• GOAL
Output only the span of lines that begins at the line containing "Target: pink-tinted sand" and ends at the last line of the data, both included, exactly as they appear.

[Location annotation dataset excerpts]

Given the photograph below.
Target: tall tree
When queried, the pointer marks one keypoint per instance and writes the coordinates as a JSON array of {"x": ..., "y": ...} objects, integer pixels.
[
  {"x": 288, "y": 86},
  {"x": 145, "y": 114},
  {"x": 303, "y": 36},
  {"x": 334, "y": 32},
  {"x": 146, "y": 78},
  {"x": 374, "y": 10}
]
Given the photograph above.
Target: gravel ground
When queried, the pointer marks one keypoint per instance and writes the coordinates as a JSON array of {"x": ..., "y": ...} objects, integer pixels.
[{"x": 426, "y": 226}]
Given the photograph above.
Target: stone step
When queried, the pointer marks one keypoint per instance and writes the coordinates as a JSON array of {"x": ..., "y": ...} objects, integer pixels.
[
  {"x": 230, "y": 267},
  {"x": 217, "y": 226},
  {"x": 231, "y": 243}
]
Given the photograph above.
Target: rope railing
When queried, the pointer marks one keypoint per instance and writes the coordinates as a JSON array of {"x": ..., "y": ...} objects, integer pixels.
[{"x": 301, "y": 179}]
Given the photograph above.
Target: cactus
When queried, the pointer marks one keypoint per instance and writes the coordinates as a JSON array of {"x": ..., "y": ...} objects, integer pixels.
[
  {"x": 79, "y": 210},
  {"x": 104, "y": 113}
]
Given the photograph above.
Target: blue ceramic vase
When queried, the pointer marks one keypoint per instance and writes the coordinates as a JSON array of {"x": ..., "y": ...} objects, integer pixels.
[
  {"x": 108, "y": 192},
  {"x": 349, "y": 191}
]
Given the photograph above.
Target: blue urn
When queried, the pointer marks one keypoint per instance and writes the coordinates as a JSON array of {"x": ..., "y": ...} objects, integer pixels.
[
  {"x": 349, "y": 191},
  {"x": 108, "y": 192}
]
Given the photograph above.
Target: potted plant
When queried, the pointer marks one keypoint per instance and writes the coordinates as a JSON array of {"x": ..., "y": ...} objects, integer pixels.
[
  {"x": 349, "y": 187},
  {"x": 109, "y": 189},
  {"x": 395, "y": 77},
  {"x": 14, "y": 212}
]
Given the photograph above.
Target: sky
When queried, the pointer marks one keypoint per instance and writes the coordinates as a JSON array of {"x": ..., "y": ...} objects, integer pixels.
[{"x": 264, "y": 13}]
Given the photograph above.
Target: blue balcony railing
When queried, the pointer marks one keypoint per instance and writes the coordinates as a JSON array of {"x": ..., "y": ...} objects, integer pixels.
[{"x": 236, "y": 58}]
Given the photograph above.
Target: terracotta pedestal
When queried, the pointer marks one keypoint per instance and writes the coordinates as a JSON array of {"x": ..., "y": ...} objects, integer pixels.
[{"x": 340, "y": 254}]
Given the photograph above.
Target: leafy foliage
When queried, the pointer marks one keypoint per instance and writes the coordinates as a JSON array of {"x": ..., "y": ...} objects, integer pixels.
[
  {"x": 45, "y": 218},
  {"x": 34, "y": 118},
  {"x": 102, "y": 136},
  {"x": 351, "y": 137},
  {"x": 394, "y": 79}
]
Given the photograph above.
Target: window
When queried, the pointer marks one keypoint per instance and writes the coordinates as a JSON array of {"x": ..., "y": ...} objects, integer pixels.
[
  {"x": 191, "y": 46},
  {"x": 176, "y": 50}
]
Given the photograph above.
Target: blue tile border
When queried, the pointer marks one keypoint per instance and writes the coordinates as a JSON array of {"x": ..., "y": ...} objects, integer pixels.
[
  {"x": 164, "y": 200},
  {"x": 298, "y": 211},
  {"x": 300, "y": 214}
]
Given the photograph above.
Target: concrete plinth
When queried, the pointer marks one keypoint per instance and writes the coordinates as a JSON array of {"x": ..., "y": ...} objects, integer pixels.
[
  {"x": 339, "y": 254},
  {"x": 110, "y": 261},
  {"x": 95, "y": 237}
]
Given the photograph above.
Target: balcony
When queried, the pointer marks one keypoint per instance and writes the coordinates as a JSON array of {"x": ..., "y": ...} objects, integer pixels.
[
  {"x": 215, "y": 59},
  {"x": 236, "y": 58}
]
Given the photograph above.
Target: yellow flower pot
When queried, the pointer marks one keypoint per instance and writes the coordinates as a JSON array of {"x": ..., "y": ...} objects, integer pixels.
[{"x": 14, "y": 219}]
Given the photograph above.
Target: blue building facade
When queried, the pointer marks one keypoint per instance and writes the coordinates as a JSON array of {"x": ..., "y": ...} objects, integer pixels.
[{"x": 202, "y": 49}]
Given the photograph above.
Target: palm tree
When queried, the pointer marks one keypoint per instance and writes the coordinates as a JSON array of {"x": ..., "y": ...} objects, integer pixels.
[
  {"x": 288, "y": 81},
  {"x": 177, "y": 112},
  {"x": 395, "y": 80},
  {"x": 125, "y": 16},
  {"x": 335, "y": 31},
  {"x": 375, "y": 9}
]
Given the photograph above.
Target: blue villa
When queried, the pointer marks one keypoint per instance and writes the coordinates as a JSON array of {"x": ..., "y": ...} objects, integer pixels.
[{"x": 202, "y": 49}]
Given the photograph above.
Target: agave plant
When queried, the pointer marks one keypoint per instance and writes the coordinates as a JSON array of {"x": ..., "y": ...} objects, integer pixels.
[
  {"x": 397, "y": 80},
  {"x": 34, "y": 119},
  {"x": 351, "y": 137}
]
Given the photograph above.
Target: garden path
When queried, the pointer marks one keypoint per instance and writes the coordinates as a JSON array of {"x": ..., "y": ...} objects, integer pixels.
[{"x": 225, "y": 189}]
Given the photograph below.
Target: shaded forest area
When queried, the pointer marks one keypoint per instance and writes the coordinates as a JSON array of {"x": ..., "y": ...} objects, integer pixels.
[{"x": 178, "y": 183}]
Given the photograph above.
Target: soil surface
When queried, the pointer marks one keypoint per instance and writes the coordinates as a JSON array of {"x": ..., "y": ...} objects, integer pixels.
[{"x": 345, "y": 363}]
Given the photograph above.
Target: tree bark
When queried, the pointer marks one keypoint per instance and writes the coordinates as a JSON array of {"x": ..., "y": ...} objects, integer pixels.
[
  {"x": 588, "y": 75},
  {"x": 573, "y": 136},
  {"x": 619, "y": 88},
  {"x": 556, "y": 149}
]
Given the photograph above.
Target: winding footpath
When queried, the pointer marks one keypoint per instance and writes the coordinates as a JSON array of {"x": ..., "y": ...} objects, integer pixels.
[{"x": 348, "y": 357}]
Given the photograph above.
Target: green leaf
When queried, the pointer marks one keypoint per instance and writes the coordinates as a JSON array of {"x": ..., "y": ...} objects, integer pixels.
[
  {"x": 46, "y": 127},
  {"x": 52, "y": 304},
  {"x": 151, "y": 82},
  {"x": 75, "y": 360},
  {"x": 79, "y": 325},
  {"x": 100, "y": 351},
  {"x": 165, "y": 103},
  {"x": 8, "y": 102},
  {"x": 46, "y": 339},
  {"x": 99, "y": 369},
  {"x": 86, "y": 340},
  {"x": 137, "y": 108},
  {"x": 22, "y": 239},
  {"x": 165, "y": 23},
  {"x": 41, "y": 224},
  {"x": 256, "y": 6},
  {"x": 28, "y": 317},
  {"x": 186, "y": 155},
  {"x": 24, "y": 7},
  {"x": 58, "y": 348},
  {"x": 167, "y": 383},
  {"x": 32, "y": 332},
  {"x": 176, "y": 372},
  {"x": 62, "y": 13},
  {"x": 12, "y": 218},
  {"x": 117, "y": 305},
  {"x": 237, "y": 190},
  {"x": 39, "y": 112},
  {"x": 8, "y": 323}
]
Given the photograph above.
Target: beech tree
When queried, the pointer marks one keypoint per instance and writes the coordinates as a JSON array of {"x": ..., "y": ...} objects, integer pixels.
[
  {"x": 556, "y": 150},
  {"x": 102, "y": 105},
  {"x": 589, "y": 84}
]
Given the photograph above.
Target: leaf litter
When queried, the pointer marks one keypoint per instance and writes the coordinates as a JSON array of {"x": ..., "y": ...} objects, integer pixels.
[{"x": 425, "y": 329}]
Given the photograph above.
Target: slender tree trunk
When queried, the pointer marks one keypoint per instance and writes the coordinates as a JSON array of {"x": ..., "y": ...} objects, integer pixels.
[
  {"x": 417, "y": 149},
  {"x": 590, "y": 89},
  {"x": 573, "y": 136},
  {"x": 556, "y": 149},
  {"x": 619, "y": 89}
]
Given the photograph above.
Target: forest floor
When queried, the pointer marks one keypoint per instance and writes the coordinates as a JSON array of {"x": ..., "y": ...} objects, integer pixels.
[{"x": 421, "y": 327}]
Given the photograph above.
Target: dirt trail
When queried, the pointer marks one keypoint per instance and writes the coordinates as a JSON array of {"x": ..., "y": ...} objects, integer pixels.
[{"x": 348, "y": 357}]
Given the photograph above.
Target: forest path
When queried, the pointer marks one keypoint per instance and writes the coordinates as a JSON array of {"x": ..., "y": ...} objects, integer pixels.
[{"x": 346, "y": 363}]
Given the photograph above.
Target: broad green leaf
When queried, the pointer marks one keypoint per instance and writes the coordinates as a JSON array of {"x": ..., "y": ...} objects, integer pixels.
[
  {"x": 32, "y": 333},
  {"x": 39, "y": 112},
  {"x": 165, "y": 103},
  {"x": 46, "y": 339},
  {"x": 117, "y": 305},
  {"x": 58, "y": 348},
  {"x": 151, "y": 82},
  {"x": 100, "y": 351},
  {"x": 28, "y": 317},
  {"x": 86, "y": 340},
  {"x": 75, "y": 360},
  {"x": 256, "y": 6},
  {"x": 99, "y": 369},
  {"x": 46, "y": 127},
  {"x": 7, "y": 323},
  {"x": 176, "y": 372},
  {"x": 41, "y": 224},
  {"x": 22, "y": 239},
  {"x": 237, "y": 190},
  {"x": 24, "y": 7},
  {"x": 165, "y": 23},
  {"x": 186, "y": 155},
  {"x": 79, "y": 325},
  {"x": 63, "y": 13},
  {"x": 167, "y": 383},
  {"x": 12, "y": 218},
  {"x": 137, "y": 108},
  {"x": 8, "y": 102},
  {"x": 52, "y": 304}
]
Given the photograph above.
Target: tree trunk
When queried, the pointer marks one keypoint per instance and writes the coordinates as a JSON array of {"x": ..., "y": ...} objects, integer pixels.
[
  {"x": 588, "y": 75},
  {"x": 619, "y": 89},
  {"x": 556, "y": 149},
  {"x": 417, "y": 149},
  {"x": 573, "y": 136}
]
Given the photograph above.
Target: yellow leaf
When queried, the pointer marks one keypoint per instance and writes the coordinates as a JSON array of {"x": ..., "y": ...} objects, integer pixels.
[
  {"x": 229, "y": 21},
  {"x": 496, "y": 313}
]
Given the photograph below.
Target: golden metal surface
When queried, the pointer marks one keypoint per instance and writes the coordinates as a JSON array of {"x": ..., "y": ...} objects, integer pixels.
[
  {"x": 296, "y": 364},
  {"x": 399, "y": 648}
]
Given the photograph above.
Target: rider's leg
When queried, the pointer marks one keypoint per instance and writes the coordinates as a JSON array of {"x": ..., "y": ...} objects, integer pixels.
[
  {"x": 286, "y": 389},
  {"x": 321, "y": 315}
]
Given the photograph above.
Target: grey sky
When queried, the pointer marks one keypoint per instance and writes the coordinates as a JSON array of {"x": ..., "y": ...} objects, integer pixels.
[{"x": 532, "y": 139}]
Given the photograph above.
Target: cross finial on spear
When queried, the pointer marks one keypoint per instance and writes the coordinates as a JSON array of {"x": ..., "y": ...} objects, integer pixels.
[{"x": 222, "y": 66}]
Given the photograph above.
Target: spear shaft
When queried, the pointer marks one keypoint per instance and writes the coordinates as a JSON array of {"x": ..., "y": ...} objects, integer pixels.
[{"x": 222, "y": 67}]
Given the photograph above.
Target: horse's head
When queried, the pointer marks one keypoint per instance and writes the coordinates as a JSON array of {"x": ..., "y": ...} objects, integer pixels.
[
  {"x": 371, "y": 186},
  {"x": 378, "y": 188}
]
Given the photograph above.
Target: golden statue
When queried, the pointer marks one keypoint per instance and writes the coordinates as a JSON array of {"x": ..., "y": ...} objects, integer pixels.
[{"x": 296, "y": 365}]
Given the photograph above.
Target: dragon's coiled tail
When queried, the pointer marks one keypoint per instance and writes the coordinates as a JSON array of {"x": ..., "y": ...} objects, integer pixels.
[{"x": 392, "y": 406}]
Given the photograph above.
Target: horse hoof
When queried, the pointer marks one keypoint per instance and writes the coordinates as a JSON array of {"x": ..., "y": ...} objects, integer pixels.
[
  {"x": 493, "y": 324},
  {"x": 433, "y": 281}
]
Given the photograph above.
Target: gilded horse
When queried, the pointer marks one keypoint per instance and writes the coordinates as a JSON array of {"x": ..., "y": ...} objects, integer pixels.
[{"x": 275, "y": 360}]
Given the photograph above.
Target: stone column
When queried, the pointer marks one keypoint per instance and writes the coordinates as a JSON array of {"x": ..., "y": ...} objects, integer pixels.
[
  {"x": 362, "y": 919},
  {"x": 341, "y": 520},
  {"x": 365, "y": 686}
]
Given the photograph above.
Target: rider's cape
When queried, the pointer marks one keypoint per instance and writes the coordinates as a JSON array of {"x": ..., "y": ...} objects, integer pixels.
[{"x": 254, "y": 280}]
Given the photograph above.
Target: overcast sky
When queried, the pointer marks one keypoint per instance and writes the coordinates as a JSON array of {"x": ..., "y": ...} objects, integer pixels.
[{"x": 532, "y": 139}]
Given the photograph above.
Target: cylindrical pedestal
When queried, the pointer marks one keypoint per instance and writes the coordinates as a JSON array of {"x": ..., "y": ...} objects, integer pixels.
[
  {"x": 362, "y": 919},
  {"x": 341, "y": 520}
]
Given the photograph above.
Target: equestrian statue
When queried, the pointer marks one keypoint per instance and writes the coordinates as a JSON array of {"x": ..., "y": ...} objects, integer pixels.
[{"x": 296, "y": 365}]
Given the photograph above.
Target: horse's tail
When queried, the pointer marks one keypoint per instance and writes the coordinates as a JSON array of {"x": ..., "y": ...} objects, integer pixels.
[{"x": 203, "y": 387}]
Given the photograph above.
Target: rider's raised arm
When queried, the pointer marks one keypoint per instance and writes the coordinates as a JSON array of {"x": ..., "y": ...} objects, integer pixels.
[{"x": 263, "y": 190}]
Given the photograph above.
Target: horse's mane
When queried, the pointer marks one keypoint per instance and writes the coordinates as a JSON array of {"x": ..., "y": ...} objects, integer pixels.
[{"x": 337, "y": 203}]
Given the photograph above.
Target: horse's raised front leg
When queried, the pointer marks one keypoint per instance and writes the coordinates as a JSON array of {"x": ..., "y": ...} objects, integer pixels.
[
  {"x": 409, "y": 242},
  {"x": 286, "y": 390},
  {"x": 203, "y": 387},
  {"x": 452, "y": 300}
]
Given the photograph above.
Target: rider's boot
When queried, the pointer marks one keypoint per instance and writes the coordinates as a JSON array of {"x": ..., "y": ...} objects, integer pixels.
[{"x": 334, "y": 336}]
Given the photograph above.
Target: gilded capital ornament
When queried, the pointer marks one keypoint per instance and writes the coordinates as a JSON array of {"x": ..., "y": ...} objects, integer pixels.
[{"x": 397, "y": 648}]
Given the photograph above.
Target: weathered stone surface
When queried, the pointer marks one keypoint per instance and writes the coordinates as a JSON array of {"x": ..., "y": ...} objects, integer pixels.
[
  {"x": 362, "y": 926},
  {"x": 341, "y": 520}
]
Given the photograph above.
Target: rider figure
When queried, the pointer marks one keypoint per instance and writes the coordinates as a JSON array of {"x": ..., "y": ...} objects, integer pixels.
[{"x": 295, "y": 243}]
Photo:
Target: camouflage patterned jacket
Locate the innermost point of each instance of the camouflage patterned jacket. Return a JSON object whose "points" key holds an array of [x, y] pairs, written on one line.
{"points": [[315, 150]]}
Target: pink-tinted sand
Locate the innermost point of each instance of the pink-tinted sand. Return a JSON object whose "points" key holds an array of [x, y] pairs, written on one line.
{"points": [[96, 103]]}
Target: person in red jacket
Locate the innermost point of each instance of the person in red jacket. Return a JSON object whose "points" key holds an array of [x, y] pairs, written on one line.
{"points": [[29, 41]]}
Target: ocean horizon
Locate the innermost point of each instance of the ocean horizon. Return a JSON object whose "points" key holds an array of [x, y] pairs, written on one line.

• SOLUTION FOR THIS TASK
Target: pink-tinted sand
Locate the innermost point of each instance of the pink-tinted sand. Return a JSON object whose "points" key holds an array of [x, y] pairs, written on one line.
{"points": [[96, 103]]}
Target: person in red jacket
Locate the innermost point of each instance of the person in red jacket. Return a JSON object whose "points" key holds an array of [x, y] pairs, written on one line.
{"points": [[29, 41]]}
Target: ocean horizon
Locate the innermost point of each instance of the ocean horizon. Return a JSON object whose "points" key holds an array of [x, y] pairs, written on one line.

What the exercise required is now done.